• _TAREFA BREVE 1_: Extraia dos registos, linha a linha e sem alterações, tudo desde a linha que contém "[indicate] banner with" até ao fim dos registos, incluindo ambas as extremidades.

+ + + + +

Uma semana em Paris. E o retorno a Lisboa.
A viagem para o cemitério de Pere Lachaise foi feita, o mais possível fora do metro. Faz-se de tudo para evitar aqueles túneis sombrios, os rostos tristes. Desde cedo que para mim, a visita a este local se tornara obrigatória. Mais do que saber se Paris é romântico ou se está inundado de luz, se tens lojas caras ou onde estão os famosos estilistas.
A entrada para o cemitério é pequena, e mesmo em frente ao metro. Isso foi a primeira coisa que me espantou quando lá cheguei: a proximidade entre mortos e vivos. Depois de comprar a planta para que me pudesse orientar, percorri finalmente, as ruas do cemitério alheias aos olhos dos visitantes. Aquelas ruas eram ruas calmas, sombrias, quase tenebrosas. E por isso mesmo convidavam a uma adrenalina extra , a um sentimento com dupla personalidade. Por todo o lado se amontoavam campas, de pedra. Imóveis. Fixas e duras. Altos e trabalhados jazigos onde repousavam famílias inteiras. Os nomes quase desapareciam naquela atmosfera escura, de ferro gasto. Por vezes as ruas não eram definidas. Pequenos lances de escadas levam-nos por uma pequena viagem entre as campas, uma aproximação quase tão proibida como excitante. Corvos isolados faziam-se ouvir no horizonte. As copas altas impediam a visão clara. Felizmente. Aquele cemitério com sol límpido perderia certamente todo o seu semblante.

+ + + + +

• _TAREFA BREVE 2_:
Responda com base no artigo:
(a) Onde fica a entrada para o cemitério?
(b) O que foi comprado para permitir a orientação no cemitério?
(c) Que aves se faziam ouvir no horizonte?

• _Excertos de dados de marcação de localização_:
+ + + + +

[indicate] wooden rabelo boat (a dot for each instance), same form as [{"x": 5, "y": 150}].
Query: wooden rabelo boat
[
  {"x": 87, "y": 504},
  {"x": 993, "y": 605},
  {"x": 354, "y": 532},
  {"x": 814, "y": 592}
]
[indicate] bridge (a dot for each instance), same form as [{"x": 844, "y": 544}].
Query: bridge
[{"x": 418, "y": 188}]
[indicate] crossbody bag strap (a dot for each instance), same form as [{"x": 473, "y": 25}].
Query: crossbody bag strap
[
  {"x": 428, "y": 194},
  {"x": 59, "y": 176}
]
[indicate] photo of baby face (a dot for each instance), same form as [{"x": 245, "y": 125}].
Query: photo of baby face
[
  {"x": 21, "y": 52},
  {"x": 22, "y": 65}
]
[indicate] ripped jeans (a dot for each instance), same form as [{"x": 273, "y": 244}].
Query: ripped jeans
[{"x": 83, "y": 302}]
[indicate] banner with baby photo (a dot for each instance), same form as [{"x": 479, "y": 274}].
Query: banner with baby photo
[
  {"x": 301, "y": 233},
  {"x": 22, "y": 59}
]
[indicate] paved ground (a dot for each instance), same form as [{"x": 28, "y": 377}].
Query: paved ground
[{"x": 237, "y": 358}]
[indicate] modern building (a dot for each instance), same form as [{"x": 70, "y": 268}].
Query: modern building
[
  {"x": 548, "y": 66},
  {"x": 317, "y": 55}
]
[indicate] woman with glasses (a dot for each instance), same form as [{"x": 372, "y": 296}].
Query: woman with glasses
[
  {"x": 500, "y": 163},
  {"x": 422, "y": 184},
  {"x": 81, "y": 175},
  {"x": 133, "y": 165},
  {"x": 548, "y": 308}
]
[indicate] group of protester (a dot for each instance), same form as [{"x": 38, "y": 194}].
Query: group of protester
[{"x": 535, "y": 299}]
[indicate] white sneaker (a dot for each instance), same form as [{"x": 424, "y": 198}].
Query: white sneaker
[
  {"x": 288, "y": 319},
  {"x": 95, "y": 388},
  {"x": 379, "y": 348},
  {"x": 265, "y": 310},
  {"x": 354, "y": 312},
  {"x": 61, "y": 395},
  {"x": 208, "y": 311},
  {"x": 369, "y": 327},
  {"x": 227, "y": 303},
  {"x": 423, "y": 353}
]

+ + + + +

• _RESPOSTA COMPLETA 1_:
[indicate] banner with baby photo (a dot for each instance), same form as [{"x": 479, "y": 274}].
Query: banner with baby photo
[
  {"x": 301, "y": 233},
  {"x": 22, "y": 59}
]
[indicate] paved ground (a dot for each instance), same form as [{"x": 28, "y": 377}].
Query: paved ground
[{"x": 237, "y": 358}]
[indicate] modern building (a dot for each instance), same form as [{"x": 70, "y": 268}].
Query: modern building
[
  {"x": 548, "y": 66},
  {"x": 317, "y": 55}
]
[indicate] woman with glasses (a dot for each instance), same form as [{"x": 372, "y": 296}].
Query: woman with glasses
[
  {"x": 500, "y": 163},
  {"x": 422, "y": 184},
  {"x": 81, "y": 175},
  {"x": 133, "y": 165},
  {"x": 548, "y": 308}
]
[indicate] group of protester (a dot for each instance), same form as [{"x": 38, "y": 194}].
Query: group of protester
[{"x": 535, "y": 299}]
[indicate] white sneaker (a dot for each instance), same form as [{"x": 424, "y": 198}].
Query: white sneaker
[
  {"x": 288, "y": 319},
  {"x": 95, "y": 388},
  {"x": 379, "y": 348},
  {"x": 265, "y": 310},
  {"x": 354, "y": 312},
  {"x": 61, "y": 395},
  {"x": 208, "y": 311},
  {"x": 369, "y": 327},
  {"x": 227, "y": 303},
  {"x": 423, "y": 353}
]

• _RESPOSTA COMPLETA 2_:
(a) A entrada fica mesmo em frente ao metro.
(b) Foi comprada a planta do cemitério.
(c) Faziam-se ouvir corvos isolados.